Convert the records below, from the line containing "[point] at the street" through the end, into a Markdown table with columns Index and Entry, numbering each line and leaving out blank lines.

◇ ◇ ◇ ◇ ◇

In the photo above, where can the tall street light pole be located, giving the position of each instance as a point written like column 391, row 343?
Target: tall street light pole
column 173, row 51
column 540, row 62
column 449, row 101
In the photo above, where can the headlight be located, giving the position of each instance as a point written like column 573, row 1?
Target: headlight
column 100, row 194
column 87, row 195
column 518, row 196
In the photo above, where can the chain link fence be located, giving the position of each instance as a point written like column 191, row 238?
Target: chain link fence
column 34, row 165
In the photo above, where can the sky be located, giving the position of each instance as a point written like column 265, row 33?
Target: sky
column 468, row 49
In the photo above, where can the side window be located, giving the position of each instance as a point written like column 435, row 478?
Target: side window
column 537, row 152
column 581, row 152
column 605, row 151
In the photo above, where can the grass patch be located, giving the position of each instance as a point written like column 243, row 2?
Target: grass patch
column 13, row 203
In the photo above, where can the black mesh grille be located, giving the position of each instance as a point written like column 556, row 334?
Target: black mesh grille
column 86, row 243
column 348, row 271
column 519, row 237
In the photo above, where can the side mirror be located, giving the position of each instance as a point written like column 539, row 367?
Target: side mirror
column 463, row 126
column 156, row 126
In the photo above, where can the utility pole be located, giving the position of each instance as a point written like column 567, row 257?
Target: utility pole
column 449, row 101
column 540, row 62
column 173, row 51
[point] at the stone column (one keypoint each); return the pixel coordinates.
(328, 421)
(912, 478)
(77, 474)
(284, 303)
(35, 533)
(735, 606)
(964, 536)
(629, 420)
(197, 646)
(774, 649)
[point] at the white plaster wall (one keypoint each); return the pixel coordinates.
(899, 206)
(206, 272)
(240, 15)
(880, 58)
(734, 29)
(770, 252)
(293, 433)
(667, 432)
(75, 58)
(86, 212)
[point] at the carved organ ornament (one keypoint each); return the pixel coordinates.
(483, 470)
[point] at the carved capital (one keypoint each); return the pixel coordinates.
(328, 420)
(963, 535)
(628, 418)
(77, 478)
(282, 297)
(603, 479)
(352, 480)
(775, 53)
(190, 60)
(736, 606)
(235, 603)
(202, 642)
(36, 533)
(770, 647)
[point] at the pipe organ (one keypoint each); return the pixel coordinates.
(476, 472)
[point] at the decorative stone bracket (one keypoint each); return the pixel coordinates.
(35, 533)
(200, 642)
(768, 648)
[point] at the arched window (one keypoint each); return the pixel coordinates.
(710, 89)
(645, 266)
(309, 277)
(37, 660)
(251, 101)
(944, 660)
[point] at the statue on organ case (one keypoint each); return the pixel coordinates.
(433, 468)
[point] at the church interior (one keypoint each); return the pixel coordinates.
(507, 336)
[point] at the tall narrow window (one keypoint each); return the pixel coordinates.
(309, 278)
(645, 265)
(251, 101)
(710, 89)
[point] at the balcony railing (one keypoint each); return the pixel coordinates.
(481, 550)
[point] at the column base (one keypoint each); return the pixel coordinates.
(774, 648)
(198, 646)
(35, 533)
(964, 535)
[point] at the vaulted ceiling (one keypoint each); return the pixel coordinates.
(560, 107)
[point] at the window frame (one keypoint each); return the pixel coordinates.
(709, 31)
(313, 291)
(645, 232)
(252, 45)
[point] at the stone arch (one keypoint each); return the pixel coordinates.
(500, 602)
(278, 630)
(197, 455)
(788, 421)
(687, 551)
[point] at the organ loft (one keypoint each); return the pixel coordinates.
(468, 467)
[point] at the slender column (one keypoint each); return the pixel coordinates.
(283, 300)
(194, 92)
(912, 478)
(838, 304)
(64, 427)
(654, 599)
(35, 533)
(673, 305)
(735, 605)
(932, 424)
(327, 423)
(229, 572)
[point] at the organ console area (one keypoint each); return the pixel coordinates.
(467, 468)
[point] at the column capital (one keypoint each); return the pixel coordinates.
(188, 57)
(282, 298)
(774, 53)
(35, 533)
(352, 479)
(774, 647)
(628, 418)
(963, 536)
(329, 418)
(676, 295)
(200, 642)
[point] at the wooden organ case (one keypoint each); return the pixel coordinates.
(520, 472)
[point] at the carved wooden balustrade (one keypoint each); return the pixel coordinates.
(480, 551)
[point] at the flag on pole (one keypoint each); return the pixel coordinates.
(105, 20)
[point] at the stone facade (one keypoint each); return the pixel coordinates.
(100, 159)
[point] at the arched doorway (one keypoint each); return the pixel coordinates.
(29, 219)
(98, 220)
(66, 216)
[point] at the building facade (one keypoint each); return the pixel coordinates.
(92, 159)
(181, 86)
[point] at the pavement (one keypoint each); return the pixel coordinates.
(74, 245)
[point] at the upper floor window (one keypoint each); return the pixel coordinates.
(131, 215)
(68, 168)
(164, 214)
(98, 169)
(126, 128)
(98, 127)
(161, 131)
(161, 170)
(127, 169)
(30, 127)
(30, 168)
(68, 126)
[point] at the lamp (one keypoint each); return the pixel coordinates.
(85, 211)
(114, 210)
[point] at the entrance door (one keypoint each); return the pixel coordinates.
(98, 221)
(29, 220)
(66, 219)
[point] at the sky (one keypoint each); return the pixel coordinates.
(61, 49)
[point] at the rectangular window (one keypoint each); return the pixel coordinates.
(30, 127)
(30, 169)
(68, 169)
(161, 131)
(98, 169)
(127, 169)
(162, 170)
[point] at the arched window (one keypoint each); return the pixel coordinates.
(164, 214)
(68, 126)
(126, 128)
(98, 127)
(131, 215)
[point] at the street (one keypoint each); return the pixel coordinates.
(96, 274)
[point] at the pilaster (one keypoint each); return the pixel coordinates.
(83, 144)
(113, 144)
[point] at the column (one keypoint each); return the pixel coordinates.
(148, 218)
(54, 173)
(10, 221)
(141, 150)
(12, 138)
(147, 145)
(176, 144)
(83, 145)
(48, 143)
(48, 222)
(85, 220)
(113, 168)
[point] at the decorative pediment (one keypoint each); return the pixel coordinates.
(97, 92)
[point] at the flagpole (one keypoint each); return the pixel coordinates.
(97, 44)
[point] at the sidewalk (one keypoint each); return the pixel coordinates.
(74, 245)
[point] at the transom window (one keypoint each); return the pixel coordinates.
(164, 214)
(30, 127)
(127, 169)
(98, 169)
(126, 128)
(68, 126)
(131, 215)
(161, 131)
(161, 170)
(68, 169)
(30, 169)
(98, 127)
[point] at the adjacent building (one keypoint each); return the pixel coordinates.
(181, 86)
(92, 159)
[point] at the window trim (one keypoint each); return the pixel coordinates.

◇ ◇ ◇ ◇ ◇

**Solution for this task**
| Index | Entry |
|---|---|
| 1 | [point] at the street (one keypoint each); return the pixel coordinates. |
| 2 | (96, 274) |
| 3 | [point] at the pilaster (one keypoint each); return the pixel coordinates. |
| 4 | (83, 144) |
| 5 | (113, 144) |
| 6 | [point] at the column (one keypoint each); return the pixel coordinates. |
| 7 | (148, 218) |
| 8 | (54, 173) |
| 9 | (10, 221) |
| 10 | (141, 150) |
| 11 | (12, 138) |
| 12 | (147, 145) |
| 13 | (176, 144) |
| 14 | (83, 145) |
| 15 | (48, 143) |
| 16 | (48, 222) |
| 17 | (85, 220) |
| 18 | (113, 168) |
| 19 | [point] at the decorative pediment (one keypoint each); return the pixel coordinates. |
| 20 | (97, 92) |
| 21 | [point] at the flagpole (one keypoint each); return the pixel coordinates. |
| 22 | (97, 44) |
| 23 | [point] at the sidewalk (one keypoint each); return the pixel coordinates. |
| 24 | (74, 245) |
| 25 | [point] at the transom window (one keypoint each); return the pixel coordinates. |
| 26 | (164, 214) |
| 27 | (30, 127) |
| 28 | (127, 169) |
| 29 | (98, 169) |
| 30 | (126, 128) |
| 31 | (68, 126) |
| 32 | (131, 215) |
| 33 | (161, 131) |
| 34 | (161, 170) |
| 35 | (68, 169) |
| 36 | (30, 169) |
| 37 | (98, 127) |
| 38 | [point] at the adjacent building (one keypoint each); return the pixel coordinates. |
| 39 | (181, 86) |
| 40 | (92, 159) |
| 41 | [point] at the window trim (one keypoint each); return the pixel coordinates. |